NIFS: Gain positive thinking with practices and questions (Part 2)

Before, we discussed how a negative attitude can adversely affect a person’s health.  Luckily, experts say you can change your ways regardless of how long you have been in a negative thinking slump. 

You can learn to turn negative thinking into positive thinking (don't miss part 1). They say the process is simple, but it does take time and practice —after all, you’re creating a new habit!

In my personal experience, when someone around me is being negative, I find that it really affects my mood.  How so?  Here is an example. 

My husband is a third shift worker and when he is just getting off of work, I am heading to work.  This means we are on opposite schedules 90% of the time.  Think of your regular work day.  Everything that went on at work, usually sticks with you till the end of the day when you can finally talk to someone about it.  If my husband had a rough night at work that resulted in a bad attitude, it typically spills over into our conversation.  Let me tell you, the last thing I want to hear at the start of my day is how bad his day was.  Sometimes, because of his bad night, it affects his thinking and before you know it the whole conversation is negatively affected and I’m annoyed by the time I’m off the phone.

Because of our schedules, I have had to adjust my way of thinking and create new habits when it comes to our morning conversations.  I can’t hold it against him for being in a bad mood, but sometimes I ask him a couple questions to try to bring what happened into perspective.  Sometimes this works, while other times it doesn’t and I have to be the one who changes my way of thinking and let him be in a negative mood while I remind myself this doesn’t have to affect the rest of my day. 

What works for me when trying to think positive?  

roadrageWhen service is slow at a restaurant: I often try to remind myself what it must be like to work in a place where what other people do affects how quickly you can get your job done.  For example: getting upset at the waitress when really something in the kitchen is what held up your food.

When someone is tailgating you while driving:  Instead of being that person who taps my breaks or purposely slows down to make that person more aggravated, I get into the other lane or wave them around me when the road is clear.  They must have somewhere to be that’s very important, right?!
+ + + +
ACTIVITY LIST:
[A] In the post on positive thinking, what portion of the time are the writer and the writer's husband on opposite schedules?
[B] Duplicate the stretch of the positive-thinking post from "Because of our" through "rest of my day.".
[C] Write the next part of the post on positive thinking, picking up after its final sentence.
The rows have no connection to the post on positive thinking.

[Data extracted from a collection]
+ + + +
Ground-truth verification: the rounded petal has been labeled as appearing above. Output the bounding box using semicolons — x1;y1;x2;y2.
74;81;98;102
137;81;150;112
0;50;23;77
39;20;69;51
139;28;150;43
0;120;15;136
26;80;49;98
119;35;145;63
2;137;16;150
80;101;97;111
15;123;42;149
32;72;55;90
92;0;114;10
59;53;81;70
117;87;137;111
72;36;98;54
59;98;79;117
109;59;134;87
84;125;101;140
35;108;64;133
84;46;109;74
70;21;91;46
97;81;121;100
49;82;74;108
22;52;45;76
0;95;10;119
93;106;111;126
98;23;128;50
+ + + +
ANSWER LIST:
[A] They are on opposite schedules 90% of the time.

[B]
Because of our schedules, I have had to adjust my way of thinking and create new habits when it comes to our morning conversations.  I can’t hold it against him for being in a bad mood, but sometimes I ask him a couple questions to try to bring what happened into perspective.  Sometimes this works, while other times it doesn’t and I have to be the one who changes my way of thinking and let him be in a negative mood while I remind myself this doesn’t have to affect the rest of my day.

[C]
When I am sore or do not feel the greatest: I think to myself that there are far more people that have bigger things going on.  My back hurts? What about the person who can’t walk because of back problems?  I’m tired?  Put on a smiling face and maybe that will make it easier to wake up and get through the day.  In my opinion, it’s better not to pout.  And like I said before “fake it till you make it”.

If you find it hard to find the other side of a story or think that there is no way you can be wrong, there are also questions that you can ask yourself to help you get on the path to positive thinking.  Carthage Buckley is an experienced learning and development professional who specializes in mentoring, coaching, and providing people with motivational skills.  He has had great success in giving people the ability to empower themselves to make the positive changes they are looking for.   On his website, Carthage listed “14 Questions to help you overcome your negative thinking”.   Listed below are great questions for everyone to ask themselves.  

  1. Is this fact or just my opinion?
  2. Could I be wrong?
  3. Why am I so certain of the conclusion I have reached? 
  4. What assumptions am I making?
  5. What evidence is there to support/dispute my thinking? 
  6. Who says things should be this way?
  7. When I felt like this before, what did I do to change my viewpoint?

My Challenge to you:  For the next 5 days, try to take a sour situation and put a positive spin on it.  Just today, I read this quote on a friend’s social media account, author unknown “Be selective in your battles for sometimes peace is better than being right.”  Meaning you ask?  When I have a conversation with someone that has a negative tone, it seems like that person is battling the other possibility, the other side of the story.  When I try to show light or perspective on the other side, I am told why I am wrong.  Pick your battles, believe it or not, you will find you’re more calm and comfortable when you’re not constantly upset about something.  Put any frustration into your workout and visit your corporate  or senior fitness center for some exercise!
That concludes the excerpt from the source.